### Text passage
▶

If I had to pick a character I empathize with the most, I'd say it was Neela (played by Parminder Nagra), whose ambivalence about her life -- and love -- choices and "stuck in her head" struggle felt very familiar.
We even both were exiled to Michigan for a while. And we're drawn to Louisiana, for different reasons.
If I had to pick one episode that encapsulated the believable subtlety of the actors in a wildly entertaining storyline that showed the range of the writers and producers, I'd say it was when Drs. Carter and Kovac worked in Africa:
If I had to pick one weakness of the series, it was the patients. Their portrayal never was up to par with the regular cast's ability, and it was the hospital staffers who carried the emotional weight of the show anyway. How distracting they had to heal all those complaining sickies.
I had the pleasure of interviewing a local actress who landed a minor role on the show several years ago, although I never got around to interviewing Redwood City native Linda Cardellini, who played nurse Samantha Taggart for a surprising run, given how the chicas seemed to come and go in a revolving-door fashion.
Anyway, the one I did get on the phone, Giovannie Espiritu (a.k.a. Pico), was a blip on the radar of E.R. in the long run, but she lent her brief starpower to the cause of domestic-violence prevention, as recorded in this snippet of a San Mateo County Times article about a 2007 relationship seminar at a South City church:
Giovannie Pico, a TV actor who lives in San Bruno with her 6-year-old son and other relatives, will host Saturday's event. The Filipina said the religious setting is important to her because of her own experience dealing with an abusive partner.

◀

### Study material
▶

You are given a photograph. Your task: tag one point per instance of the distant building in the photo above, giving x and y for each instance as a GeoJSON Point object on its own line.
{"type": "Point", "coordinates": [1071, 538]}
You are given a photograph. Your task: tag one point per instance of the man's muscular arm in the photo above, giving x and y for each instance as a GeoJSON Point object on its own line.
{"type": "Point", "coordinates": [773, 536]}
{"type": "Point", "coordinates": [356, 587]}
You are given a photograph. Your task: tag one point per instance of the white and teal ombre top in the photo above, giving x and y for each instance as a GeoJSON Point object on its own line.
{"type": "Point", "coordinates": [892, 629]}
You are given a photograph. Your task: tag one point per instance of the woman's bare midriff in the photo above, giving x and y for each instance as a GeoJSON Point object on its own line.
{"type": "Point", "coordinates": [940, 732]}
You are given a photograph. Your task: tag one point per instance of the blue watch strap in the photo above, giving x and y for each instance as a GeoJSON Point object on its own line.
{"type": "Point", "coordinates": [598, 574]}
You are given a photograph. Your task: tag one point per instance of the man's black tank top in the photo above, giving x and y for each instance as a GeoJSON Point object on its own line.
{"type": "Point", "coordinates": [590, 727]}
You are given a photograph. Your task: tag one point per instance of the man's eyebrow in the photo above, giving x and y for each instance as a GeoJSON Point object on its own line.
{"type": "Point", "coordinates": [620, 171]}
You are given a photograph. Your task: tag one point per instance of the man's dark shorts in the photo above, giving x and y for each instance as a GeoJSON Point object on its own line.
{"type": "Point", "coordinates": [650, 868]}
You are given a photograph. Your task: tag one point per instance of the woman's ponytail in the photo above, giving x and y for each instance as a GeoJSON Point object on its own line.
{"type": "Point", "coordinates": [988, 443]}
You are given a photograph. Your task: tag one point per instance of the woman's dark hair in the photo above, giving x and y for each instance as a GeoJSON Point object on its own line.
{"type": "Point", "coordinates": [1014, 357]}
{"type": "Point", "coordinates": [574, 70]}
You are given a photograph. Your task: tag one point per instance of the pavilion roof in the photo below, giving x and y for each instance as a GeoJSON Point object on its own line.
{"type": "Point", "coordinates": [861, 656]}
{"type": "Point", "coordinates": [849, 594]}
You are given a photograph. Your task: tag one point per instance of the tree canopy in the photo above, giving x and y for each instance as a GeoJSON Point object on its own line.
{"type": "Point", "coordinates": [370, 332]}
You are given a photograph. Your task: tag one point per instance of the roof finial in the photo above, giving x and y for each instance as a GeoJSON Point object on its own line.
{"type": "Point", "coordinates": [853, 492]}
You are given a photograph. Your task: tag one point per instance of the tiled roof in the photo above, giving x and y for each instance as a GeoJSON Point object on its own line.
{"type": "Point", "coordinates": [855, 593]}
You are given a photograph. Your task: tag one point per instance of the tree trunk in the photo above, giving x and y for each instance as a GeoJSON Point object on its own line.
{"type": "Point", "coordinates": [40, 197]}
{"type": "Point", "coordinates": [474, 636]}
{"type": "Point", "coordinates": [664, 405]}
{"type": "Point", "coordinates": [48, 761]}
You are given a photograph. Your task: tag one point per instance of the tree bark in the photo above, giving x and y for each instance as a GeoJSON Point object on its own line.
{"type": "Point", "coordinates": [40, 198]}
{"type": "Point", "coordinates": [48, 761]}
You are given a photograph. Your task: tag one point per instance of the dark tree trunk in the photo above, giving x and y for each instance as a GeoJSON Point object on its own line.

◀

### Exercise requirements
a. In the passage about E.R., which actress played nurse Samantha Taggart?
b. Please continue the passage about E.R. from its final sentence.
The items are separate material and have nothing to do with the passage about E.R.

### Outputs by task
a. Linda Cardellini, a Redwood City native.

b.
"I was told by church members that I needed to pray harder," she said, "or that I was supposed to submit to my husband. It's really like a change in tide in the way that the church is talking about domestic violence."
Pico, 28, has appeared on "ER" and "Bones" and has an upcoming role in "Gilmore Girls," is directing a Tagalog version of "The Vagina Monologues" on March 24 at the Herbst Theatre. The 28-year- old said focusing on the Filipino community is part of a broader effort to educate people about abuse.
"There's a lot of shame that's surrounding it," Pico said. "I was in a relationship that was domestically violent, and I didn't even know. I didn't know what a healthy relationship looked like."
It may not be a healthy relationship to fall in love with a TV show either. E.R. eventually led to crushes on The Shield and Lost and Mad Men, and so it goes. Yet I will always have a soft spot for County General Hospital and its nuanced, lifelike, downright literary cast of characters.
Thanks for that respite from the worries of real life, if only for an hour a week.